── Excerpt to read ──

Monday, 16 July 2012

Post Harrogate

Having attended the Harrogate meeting (now an agenda) I wish to articulate a few post meeting thoughts here. Firstly many thanks to the organiser Niall Warry who among other things ensured that the agenda was tightly kept to, meaning that it went without a hitch (or seemingly so) and also thanks to WfW for the lift. The meeting was great to have the opportunity to put faces to 'internet' names.

Like many others I'm a veteran of such things, yet rather than suffering an overdose of corporate flim flam where the only benefit is the free food, this meeting had a sense of purpose attended as it was by people with a deep passion to make our country better.

Given the tight timetable it was probably unrealistic to expect a declaration to be fully formed which could be signed by us all at the end, and so it proved. Many good points were raised and trying to whittle them down in to 6 concise 'demands' is not easy, although proposals such as separation of powers and a constitution had general agreement by virtue of being raised independently by several groups.

───
── Stored data ──

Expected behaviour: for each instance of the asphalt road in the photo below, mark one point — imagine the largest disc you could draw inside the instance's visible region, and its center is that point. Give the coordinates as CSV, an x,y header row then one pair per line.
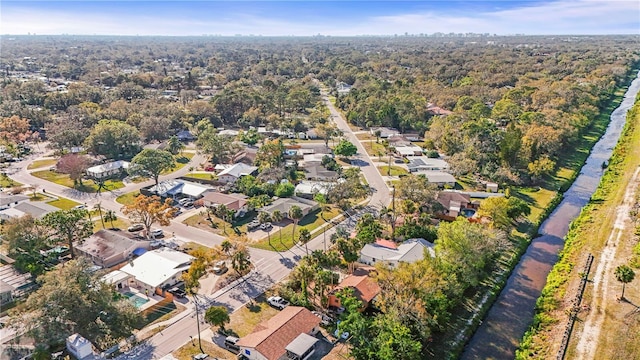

───

## Task statement
List every proper name in the blog post about the Harrogate meeting, leaving out the day and month in its date line.

## Right answer
- Harrogate
- Niall Warry
- WfW